Required task: Render every one of the lines of data below as a JSON list of strings, with one string per line and no blank lines. Leave the pictures out of the answer.

[Lines of data]
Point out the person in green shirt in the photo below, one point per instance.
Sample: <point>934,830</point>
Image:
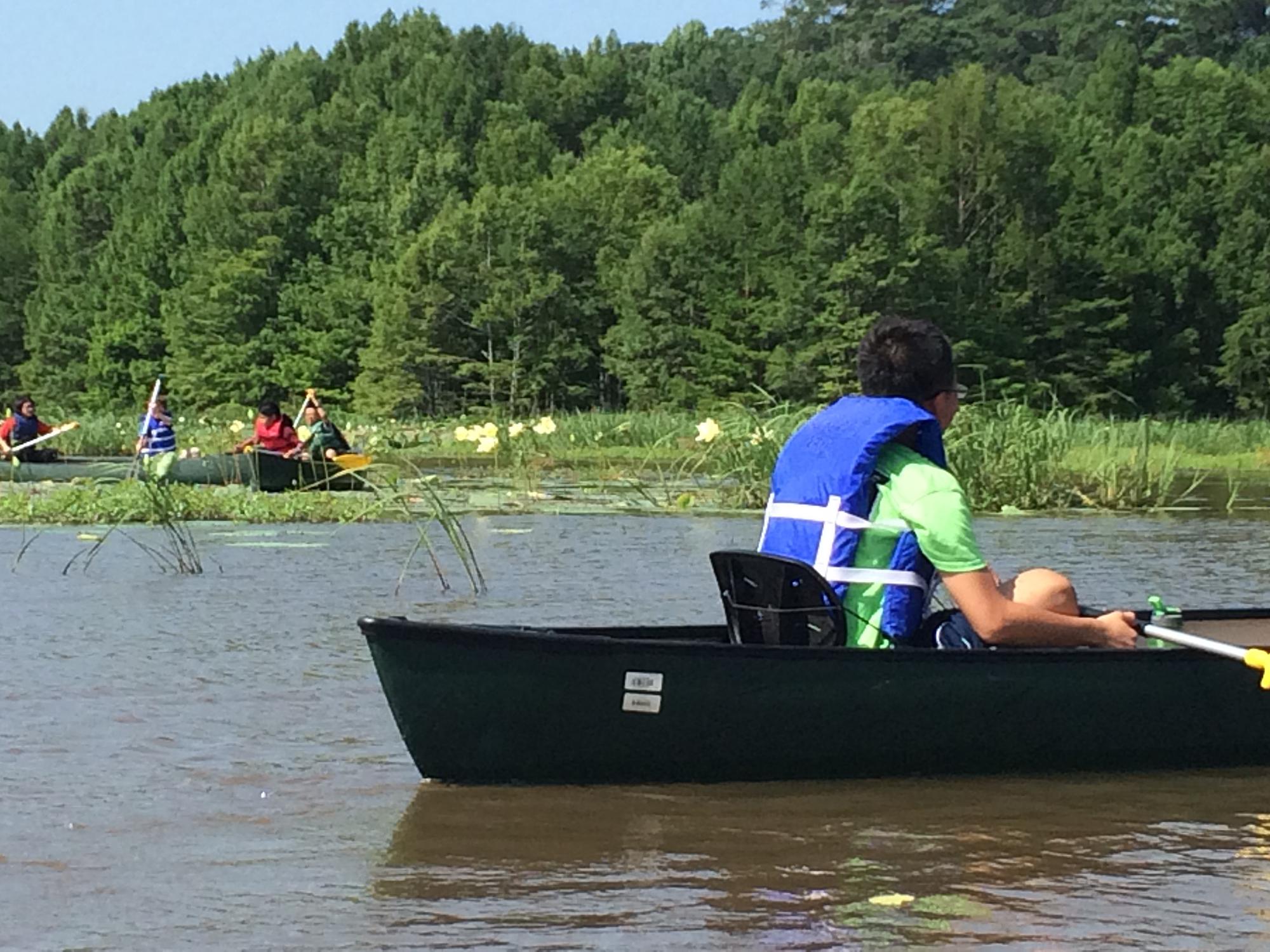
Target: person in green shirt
<point>324,440</point>
<point>914,360</point>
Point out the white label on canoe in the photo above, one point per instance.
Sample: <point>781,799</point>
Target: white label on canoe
<point>645,681</point>
<point>642,704</point>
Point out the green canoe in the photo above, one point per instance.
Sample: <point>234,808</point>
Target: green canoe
<point>622,705</point>
<point>266,472</point>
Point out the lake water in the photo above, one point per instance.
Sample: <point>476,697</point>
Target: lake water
<point>208,762</point>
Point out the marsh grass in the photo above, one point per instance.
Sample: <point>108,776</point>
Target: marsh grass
<point>1006,455</point>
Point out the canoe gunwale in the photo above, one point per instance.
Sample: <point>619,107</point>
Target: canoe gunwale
<point>712,642</point>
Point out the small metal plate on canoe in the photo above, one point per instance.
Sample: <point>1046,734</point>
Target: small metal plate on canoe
<point>643,681</point>
<point>642,704</point>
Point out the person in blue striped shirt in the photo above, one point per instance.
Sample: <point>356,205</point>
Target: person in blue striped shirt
<point>156,435</point>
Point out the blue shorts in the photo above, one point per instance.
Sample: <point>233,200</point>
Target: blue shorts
<point>951,631</point>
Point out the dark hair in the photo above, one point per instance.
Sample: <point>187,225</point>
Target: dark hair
<point>907,359</point>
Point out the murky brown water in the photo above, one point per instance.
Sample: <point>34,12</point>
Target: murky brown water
<point>209,764</point>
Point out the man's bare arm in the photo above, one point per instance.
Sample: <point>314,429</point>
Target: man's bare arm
<point>1003,621</point>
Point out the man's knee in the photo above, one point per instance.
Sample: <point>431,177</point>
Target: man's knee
<point>1043,588</point>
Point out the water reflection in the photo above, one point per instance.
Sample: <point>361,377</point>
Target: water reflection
<point>144,717</point>
<point>1144,861</point>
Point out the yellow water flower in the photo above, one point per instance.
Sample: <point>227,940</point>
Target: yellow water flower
<point>892,899</point>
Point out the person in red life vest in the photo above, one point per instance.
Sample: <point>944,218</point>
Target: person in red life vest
<point>275,432</point>
<point>22,428</point>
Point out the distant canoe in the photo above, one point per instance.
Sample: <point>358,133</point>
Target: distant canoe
<point>265,472</point>
<point>501,705</point>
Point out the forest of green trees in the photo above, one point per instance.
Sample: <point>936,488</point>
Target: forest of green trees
<point>1078,191</point>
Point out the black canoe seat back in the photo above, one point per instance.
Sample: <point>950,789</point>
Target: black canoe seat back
<point>777,601</point>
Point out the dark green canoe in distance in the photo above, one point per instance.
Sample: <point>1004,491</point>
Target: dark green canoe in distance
<point>265,472</point>
<point>501,705</point>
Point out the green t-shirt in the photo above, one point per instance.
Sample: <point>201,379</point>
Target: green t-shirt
<point>926,498</point>
<point>324,437</point>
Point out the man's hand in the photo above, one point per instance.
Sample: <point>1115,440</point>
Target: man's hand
<point>1120,629</point>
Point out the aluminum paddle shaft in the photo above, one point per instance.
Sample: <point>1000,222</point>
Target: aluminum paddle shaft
<point>54,432</point>
<point>1254,658</point>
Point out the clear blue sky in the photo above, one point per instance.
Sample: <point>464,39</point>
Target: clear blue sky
<point>112,54</point>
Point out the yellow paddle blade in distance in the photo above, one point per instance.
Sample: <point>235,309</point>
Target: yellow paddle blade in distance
<point>1259,659</point>
<point>352,461</point>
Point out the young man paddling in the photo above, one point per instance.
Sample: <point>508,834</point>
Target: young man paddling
<point>860,492</point>
<point>23,427</point>
<point>274,433</point>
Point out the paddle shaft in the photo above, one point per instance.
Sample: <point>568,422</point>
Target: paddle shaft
<point>145,426</point>
<point>55,432</point>
<point>1255,658</point>
<point>1186,640</point>
<point>300,417</point>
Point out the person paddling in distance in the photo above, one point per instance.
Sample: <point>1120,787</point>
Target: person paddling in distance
<point>275,432</point>
<point>324,440</point>
<point>156,435</point>
<point>862,493</point>
<point>22,427</point>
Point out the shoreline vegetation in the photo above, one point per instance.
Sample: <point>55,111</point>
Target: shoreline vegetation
<point>1010,458</point>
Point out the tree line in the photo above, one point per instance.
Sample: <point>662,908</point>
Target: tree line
<point>429,220</point>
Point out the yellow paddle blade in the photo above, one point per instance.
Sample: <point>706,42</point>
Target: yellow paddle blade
<point>1259,659</point>
<point>352,461</point>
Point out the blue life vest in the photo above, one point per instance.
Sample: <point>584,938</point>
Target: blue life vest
<point>824,491</point>
<point>25,430</point>
<point>163,439</point>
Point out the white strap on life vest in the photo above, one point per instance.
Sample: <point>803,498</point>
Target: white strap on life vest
<point>832,520</point>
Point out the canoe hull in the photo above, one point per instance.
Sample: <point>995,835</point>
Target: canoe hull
<point>265,472</point>
<point>512,705</point>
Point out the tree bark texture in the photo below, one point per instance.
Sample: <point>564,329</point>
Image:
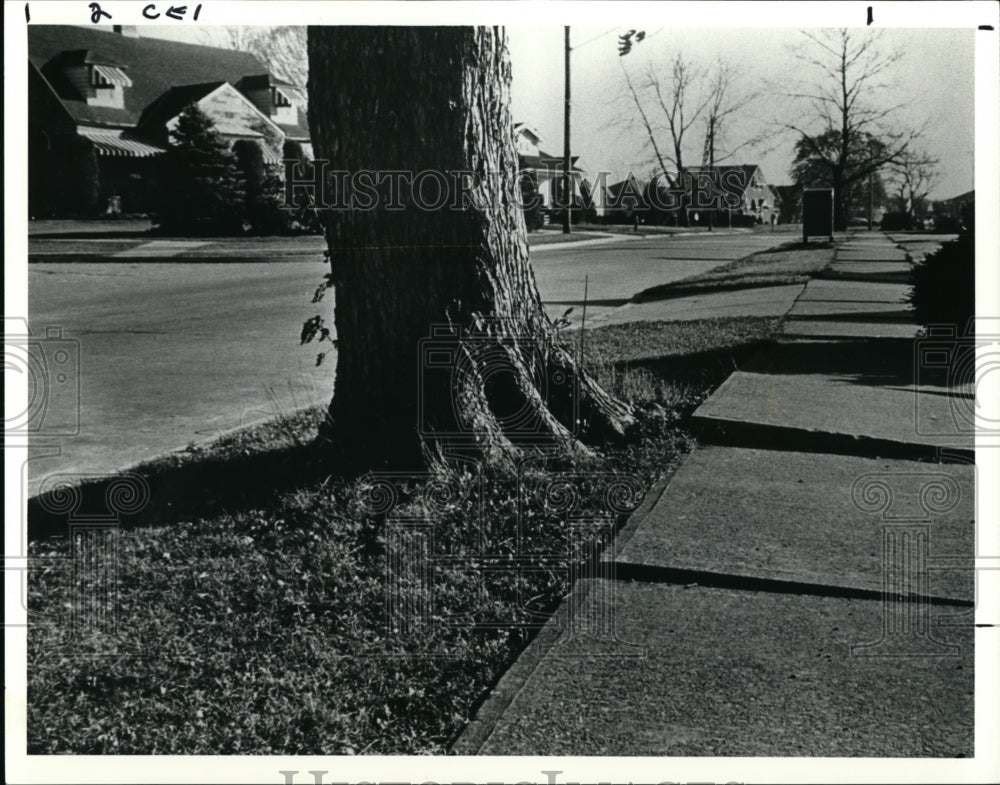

Finished task:
[
  "Point out the person in green shirt in the photo below, one point per instance.",
  "Sample: <point>934,830</point>",
  "Image:",
  "Target: person in green shirt",
  "<point>324,440</point>",
  "<point>914,360</point>",
  "Point out the white label on canoe in the photo above, one point per instance.",
  "Sample: <point>781,799</point>",
  "Target: white label on canoe",
  "<point>645,681</point>",
  "<point>642,704</point>",
  "Point out the green canoe in the photo above, one point per instance.",
  "Sample: <point>234,808</point>",
  "Target: green canoe",
  "<point>622,705</point>",
  "<point>266,472</point>",
  "Point out the lake water in the photo above, one point per instance.",
  "Sample: <point>476,697</point>",
  "Target: lake water",
  "<point>208,762</point>",
  "Point out the marsh grass in the photo above, one point per instance.",
  "Sample: <point>108,776</point>",
  "Target: marsh grass",
  "<point>1006,455</point>",
  "Point out the canoe gunwale in the photo above, one point per instance.",
  "Sample: <point>619,107</point>",
  "Target: canoe gunwale",
  "<point>712,642</point>",
  "Point out the small metal plate on canoe in the photo above, one point per instance.",
  "Sample: <point>1046,734</point>",
  "Target: small metal plate on canoe",
  "<point>643,681</point>",
  "<point>642,704</point>",
  "Point out the person in blue striped shirt in the photo above, one point per instance.",
  "Sample: <point>356,205</point>",
  "Target: person in blue striped shirt",
  "<point>156,435</point>",
  "Point out the blue shorts in the photo above, one point per instance.",
  "Sample: <point>233,200</point>",
  "Target: blue shorts",
  "<point>951,631</point>",
  "Point out the dark hair in the photo above, one point per instance.",
  "Sample: <point>187,225</point>",
  "Target: dark hair",
  "<point>907,359</point>",
  "Point out the murky brown water in the photo above, one point per instance.",
  "Sample: <point>34,12</point>",
  "Target: murky brown water",
  "<point>209,764</point>",
  "Point out the man's bare arm in the photo above, one point per instance.",
  "Sample: <point>314,429</point>",
  "Target: man's bare arm",
  "<point>1003,621</point>",
  "Point out the man's knee in the photo above, one point per instance.",
  "Sample: <point>431,177</point>",
  "Target: man's knee",
  "<point>1043,588</point>",
  "Point out the water reflection in the photo above, one point per instance.",
  "Sample: <point>361,377</point>",
  "Target: water reflection",
  "<point>144,717</point>",
  "<point>1144,861</point>",
  "Point out the yellow water flower in the photo above, one point per instance.",
  "Sample: <point>227,940</point>",
  "Target: yellow water flower",
  "<point>892,899</point>",
  "Point out the person in red life vest in the photo above, one point per instance.",
  "Sample: <point>944,218</point>",
  "Target: person in red life vest",
  "<point>275,432</point>",
  "<point>22,428</point>",
  "Point out the distant canoe in the photo above, one point per instance.",
  "Sample: <point>358,133</point>",
  "Target: distant canoe",
  "<point>265,472</point>",
  "<point>501,705</point>",
  "Point out the forest of green trees in the photo above, one point per instance.",
  "Sample: <point>936,488</point>",
  "Target: forest of green trees",
  "<point>1078,191</point>",
  "Point out the black canoe seat back in the photo above, one point per instance.",
  "Sample: <point>950,789</point>",
  "Target: black canoe seat back",
  "<point>777,601</point>",
  "Point out the dark green canoe in distance in the photo above, one point per instance.",
  "Sample: <point>1004,491</point>",
  "Target: dark green canoe in distance",
  "<point>265,472</point>",
  "<point>501,705</point>",
  "Point out the green t-shirt in the photo above, one point per instance.",
  "Sample: <point>201,379</point>",
  "Target: green t-shirt",
  "<point>926,498</point>",
  "<point>324,437</point>",
  "Point out the man's hand in the photo above, one point per instance.",
  "Sample: <point>1115,440</point>",
  "Target: man's hand",
  "<point>1120,629</point>",
  "Point out the aluminum paddle shaft in the photo above, one point per instance.",
  "Sample: <point>1000,222</point>",
  "Target: aluminum paddle shaft",
  "<point>54,432</point>",
  "<point>1254,658</point>",
  "Point out the clear blue sky in the photo above, one point per instance.",
  "Sample: <point>464,39</point>",
  "Target: clear blue sky",
  "<point>112,54</point>",
  "Point out the yellow paddle blade in distance in the photo above, one point per instance.",
  "Sample: <point>235,309</point>",
  "Target: yellow paddle blade in distance",
  "<point>1259,659</point>",
  "<point>352,461</point>",
  "Point out the young man paddling in the photo above, one point per instance.",
  "Sample: <point>508,834</point>",
  "Target: young man paddling",
  "<point>860,492</point>",
  "<point>23,427</point>",
  "<point>274,433</point>",
  "Point out the paddle shaft in the photo above, one point per instance.",
  "Sample: <point>568,422</point>",
  "Target: paddle shaft",
  "<point>145,426</point>",
  "<point>55,432</point>",
  "<point>1255,658</point>",
  "<point>1186,640</point>",
  "<point>300,417</point>",
  "Point out the person paddling in distance in the photo above, one point per instance.",
  "Sample: <point>1120,787</point>",
  "Target: person paddling in distance",
  "<point>275,432</point>",
  "<point>324,440</point>",
  "<point>156,435</point>",
  "<point>862,493</point>",
  "<point>22,427</point>",
  "Point out the shoreline vegetation in the photo above, one point per instance.",
  "Sample: <point>55,111</point>",
  "Target: shoreline vegetation",
  "<point>1010,458</point>",
  "Point out the tree line in the photo above, one point per instance.",
  "Sample: <point>662,908</point>",
  "Target: tree line",
  "<point>429,220</point>",
  "Point out the yellow paddle blade in the photo above, one point per instance.",
  "Sample: <point>706,42</point>",
  "Target: yellow paddle blade",
  "<point>1259,659</point>",
  "<point>352,461</point>",
  "Point out the blue life vest in the photo above, one point per instance.",
  "Sample: <point>584,938</point>",
  "Target: blue life vest",
  "<point>824,491</point>",
  "<point>25,430</point>",
  "<point>163,439</point>",
  "Point out the white strap on life vest in the photo above, one point per instance.",
  "Sample: <point>803,498</point>",
  "Target: white strap on life vest",
  "<point>832,520</point>",
  "Point out the canoe hull in the photo above, one point per instance.",
  "Sample: <point>995,835</point>",
  "Target: canoe hull",
  "<point>265,472</point>",
  "<point>512,705</point>",
  "Point out the tree bark texture in the photo below, one point per instance.",
  "Sample: <point>564,329</point>",
  "Image:"
]